■ Your tasks
a: Translate this sentence from the Halloween recollection below into Spanish: "In 1965 I was an astronaut, in '66 I was Batman (and who wasn't?)."
b: Continue the Halloween recollection below with a further paragraph that follows its final sentence, keeping the same first-person voice.

■ Excerpted text
──────────────────────────────

As a child in the early sixties, I enjoyed the dressing up and the anticipation more than the event of Halloween itself. In fact, I rarely even ate much of the candy! I recall my mother dragging me from door to door in bitter cold October winds with a coat over my costume. At each house, I'd doff the coat like a little flasher, whisper "trickertreat!" through chattering teeth and then after getting my swag scurry back to mom waiting at the gate as I struggled to get my coat back on.
Of course, this was the era where the old razor blades in the apples rumors (never substantiated as I understand it!) began and, at least around here, society's reaction was to move Halloween to the nearest bright, sunny Sunday afternoon. Thus for several years kids bizarrely canvassed their neighborhoods throughout midday for candy and treats!
I usually went for the Ben Cooper costumes, even then the brand name thing working on me. In 1965 I was an astronaut, in '66 I was Batman (and who wasn't?). Superman and the Incredible Hulk followed. Then Spider-Man and Archie Andrews! Then, for some reason I thought I'd outgrown the holiday so one year in the early seventies, I had no costume! What to do? What to do? Well, I simply combined my leftover Spider-Man costume with my leftover Superman cape and my leftover Archie mask! But of course!
Outside of one Cub Scout event circa 1967, the only Halloween party I ever attended was in 1981 and I was dressed all in black as a masked burglar. The last photo my mother--who died of cancer a little over a month later-- ever took of me was wearing that costume. There were a couple of kids there but this was basically a grown-up party with alcohol and even a few suspicious herbs being shared around by the hostess (8 months pregnant and costumed as a virgin bride). It was really the last time I'd bother with Halloween.

──────────────────────────────

■ Free-text object descriptions
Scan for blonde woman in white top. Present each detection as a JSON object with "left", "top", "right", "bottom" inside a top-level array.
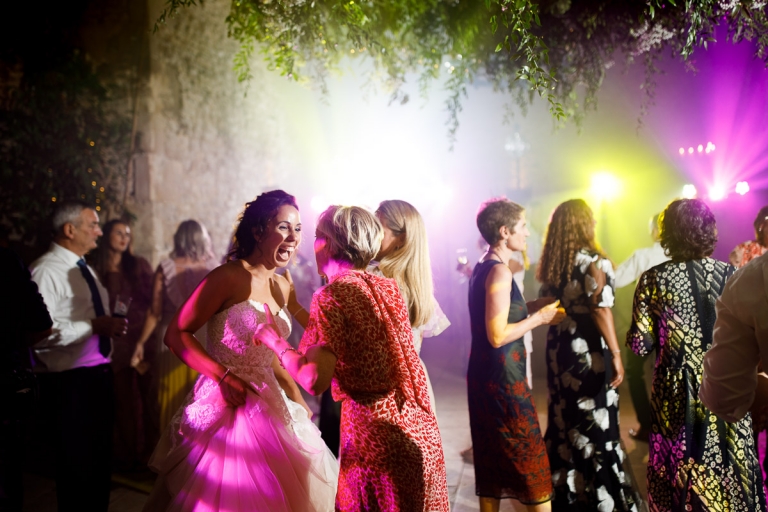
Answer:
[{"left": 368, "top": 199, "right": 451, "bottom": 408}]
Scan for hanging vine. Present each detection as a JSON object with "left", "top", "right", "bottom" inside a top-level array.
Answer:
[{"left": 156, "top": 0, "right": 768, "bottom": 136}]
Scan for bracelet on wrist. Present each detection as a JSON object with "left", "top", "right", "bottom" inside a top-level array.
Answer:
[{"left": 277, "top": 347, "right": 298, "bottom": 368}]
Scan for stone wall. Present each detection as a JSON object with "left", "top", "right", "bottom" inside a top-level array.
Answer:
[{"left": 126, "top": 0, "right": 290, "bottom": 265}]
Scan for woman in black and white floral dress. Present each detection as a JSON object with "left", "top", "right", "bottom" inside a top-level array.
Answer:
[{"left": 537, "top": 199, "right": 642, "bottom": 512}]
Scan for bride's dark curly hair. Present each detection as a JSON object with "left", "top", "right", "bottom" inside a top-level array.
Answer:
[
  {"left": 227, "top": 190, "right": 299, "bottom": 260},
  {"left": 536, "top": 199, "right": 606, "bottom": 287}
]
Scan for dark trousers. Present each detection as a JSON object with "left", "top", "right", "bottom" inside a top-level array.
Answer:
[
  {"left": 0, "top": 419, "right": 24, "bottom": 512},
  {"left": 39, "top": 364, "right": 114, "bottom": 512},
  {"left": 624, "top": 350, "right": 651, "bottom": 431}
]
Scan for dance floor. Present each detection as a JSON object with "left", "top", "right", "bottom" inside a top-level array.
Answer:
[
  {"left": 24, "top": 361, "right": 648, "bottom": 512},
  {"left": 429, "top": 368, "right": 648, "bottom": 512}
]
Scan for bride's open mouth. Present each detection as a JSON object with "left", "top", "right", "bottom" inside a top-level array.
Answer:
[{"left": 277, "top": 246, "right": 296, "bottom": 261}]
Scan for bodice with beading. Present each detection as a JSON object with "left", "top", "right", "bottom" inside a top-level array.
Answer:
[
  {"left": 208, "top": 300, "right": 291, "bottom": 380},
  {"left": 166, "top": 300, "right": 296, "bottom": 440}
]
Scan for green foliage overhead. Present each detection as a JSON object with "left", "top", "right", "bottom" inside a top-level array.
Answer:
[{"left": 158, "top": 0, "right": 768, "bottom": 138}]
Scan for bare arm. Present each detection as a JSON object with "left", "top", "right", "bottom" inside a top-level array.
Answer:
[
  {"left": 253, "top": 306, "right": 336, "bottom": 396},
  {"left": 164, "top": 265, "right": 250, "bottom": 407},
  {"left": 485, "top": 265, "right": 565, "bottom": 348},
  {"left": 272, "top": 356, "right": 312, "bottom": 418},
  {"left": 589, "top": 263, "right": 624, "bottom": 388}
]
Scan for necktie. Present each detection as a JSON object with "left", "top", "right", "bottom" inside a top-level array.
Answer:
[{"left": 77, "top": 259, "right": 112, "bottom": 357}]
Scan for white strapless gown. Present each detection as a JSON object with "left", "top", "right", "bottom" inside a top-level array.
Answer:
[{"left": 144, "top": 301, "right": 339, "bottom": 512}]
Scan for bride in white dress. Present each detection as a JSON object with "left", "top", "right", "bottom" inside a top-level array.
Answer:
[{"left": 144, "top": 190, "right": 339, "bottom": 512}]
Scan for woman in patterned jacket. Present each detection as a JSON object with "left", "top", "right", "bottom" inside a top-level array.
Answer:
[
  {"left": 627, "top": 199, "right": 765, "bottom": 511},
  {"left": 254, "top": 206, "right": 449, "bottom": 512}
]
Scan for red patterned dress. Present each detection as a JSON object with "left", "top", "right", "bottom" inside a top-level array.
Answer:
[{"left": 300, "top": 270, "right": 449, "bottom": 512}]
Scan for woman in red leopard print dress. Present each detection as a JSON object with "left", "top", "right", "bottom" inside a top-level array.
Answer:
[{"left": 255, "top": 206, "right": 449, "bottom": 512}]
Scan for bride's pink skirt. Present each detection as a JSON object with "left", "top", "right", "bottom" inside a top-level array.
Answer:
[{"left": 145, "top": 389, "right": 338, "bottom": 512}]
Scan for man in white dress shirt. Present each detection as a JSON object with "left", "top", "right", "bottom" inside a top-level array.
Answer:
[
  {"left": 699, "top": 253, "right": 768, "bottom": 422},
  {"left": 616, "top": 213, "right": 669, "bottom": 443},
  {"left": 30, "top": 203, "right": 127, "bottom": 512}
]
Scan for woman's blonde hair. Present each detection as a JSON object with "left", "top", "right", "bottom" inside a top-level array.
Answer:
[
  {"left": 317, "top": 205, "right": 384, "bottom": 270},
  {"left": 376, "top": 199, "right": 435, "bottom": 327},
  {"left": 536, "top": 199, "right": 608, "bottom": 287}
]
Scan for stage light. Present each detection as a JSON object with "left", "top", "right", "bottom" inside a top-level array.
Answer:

──────────────────────────────

■ Numbered responses
a: En 1965 fui astronauta; en el 66 fui Batman (¿y quién no?).

b:
Except, of course, at work. Every year someone suggested that we all dress up for Halloween and on those years where it was approved, I went along. One girl from England came wearing normal clothes but with her green card pinned to her shirt. "I'm an alien!" she announced proudly. My future wife also preferred the pun-like costumes, once wearing a gypsy outfit with a goblet on her head--"Peasant under glass." My own most memorable costume during that period was a hastily pulled together version of Grant Morrison's ZENITH!
Then along came my son, BookDave, a Halloween baby born as he was late this month in 1996. At a week old, we carried him around the neighborhood in a Mickey Mouse costume showing him off as our treat! He even got some Tootsie Rolls which...ahem...I ate.
Since then, he's embraced Halloween as his favorite holiday and has dressed up as a Spider, Harry Potter, a Knight and a vampire. He's developed his own unusual style, though. We go down one or two blocks and he politely gathers candy. Then we rush back through the oncoming throngs (we're on the Halloween route!) of kids to our own front porch where he proceeds to give out all of his recently procured candy to other trick-or-treaters! From time to time (since he was three) he will pat the smaller kids on the head and say "Cute costume!" When he's given out his own loot he retires back into the living room to play video games leaving his mother and myself to hand out what's left of the ridiculously expensive and never quite enough candy we've purchased on sale earlier in the day!